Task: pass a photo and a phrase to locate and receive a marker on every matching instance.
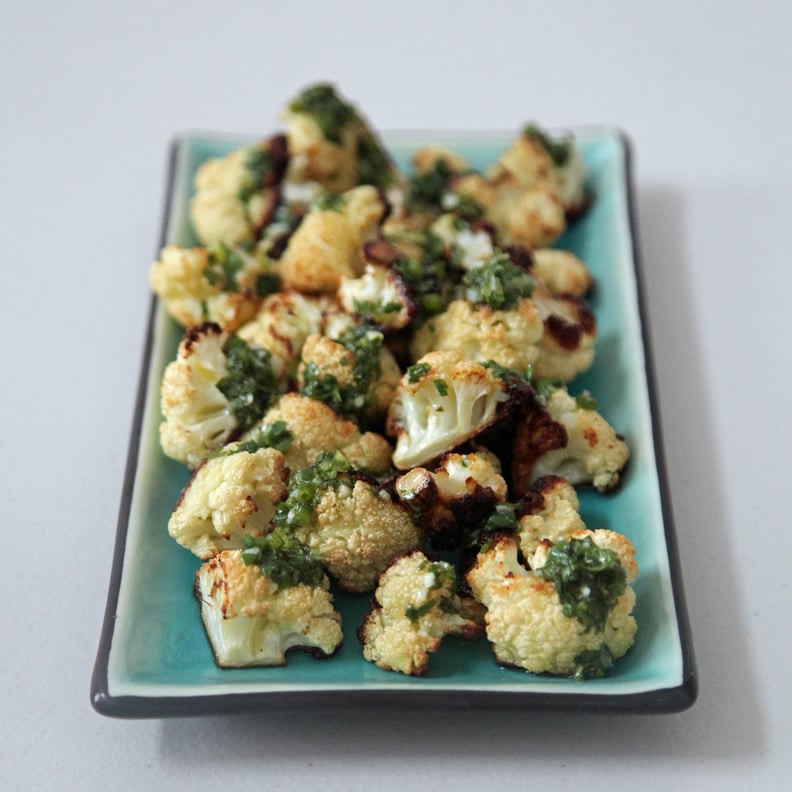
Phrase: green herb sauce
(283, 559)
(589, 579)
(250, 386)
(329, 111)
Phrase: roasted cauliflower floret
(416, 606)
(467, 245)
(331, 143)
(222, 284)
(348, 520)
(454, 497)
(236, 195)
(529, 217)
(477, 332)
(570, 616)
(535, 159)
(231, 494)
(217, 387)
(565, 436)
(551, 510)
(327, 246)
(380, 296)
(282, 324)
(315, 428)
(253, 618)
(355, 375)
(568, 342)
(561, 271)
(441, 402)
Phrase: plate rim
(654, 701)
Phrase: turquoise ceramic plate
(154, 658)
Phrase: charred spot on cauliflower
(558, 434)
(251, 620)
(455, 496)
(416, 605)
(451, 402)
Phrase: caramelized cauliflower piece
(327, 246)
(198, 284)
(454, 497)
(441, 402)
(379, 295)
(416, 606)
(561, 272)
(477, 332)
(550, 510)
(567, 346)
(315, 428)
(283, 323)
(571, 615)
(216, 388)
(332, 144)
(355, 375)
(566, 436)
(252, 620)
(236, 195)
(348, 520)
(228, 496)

YOUR TASK: All of the data above should be printed again exactly, though none of the pictures belong in the copy.

EXERCISE SOLUTION:
Task: pass a photo and a phrase to locate and receive a marker on every matching instance.
Phrase: green herb sauce
(283, 559)
(589, 579)
(250, 386)
(329, 111)
Phrase: roasted cauliflower floret
(416, 606)
(467, 245)
(331, 143)
(222, 284)
(348, 520)
(454, 497)
(236, 195)
(529, 217)
(477, 332)
(570, 616)
(535, 159)
(231, 494)
(217, 387)
(565, 436)
(551, 510)
(327, 246)
(380, 296)
(282, 324)
(315, 428)
(253, 618)
(355, 375)
(568, 342)
(561, 271)
(441, 402)
Phrase: plate rim
(654, 701)
Phrase: turquoise ceramic plate
(154, 658)
Phrase: charred spot on cauliflower
(558, 434)
(251, 620)
(455, 496)
(416, 605)
(451, 402)
Phrase: caramelized cauliflower piece
(327, 246)
(198, 284)
(454, 497)
(441, 402)
(379, 295)
(416, 606)
(561, 272)
(477, 332)
(550, 510)
(567, 346)
(315, 428)
(283, 323)
(571, 615)
(216, 388)
(332, 144)
(355, 375)
(566, 436)
(252, 620)
(236, 195)
(348, 520)
(228, 496)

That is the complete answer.